# PROBLEM DESCRIPTION
Present every line of the items below as a numbered list, omitting any blank lines.

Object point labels
-- -- --

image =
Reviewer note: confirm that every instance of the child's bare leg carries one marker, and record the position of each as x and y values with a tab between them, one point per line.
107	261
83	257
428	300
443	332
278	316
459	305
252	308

-- -- --

# COMPLETE RESPONSE
1. image =
2. Reviewer note: confirm that every instance of the child's bare leg carries one marker, and record the position of each as x and y values with a tab between them, one point per line.
3. 107	261
4. 83	257
5. 428	300
6. 443	332
7. 278	316
8. 459	305
9. 252	308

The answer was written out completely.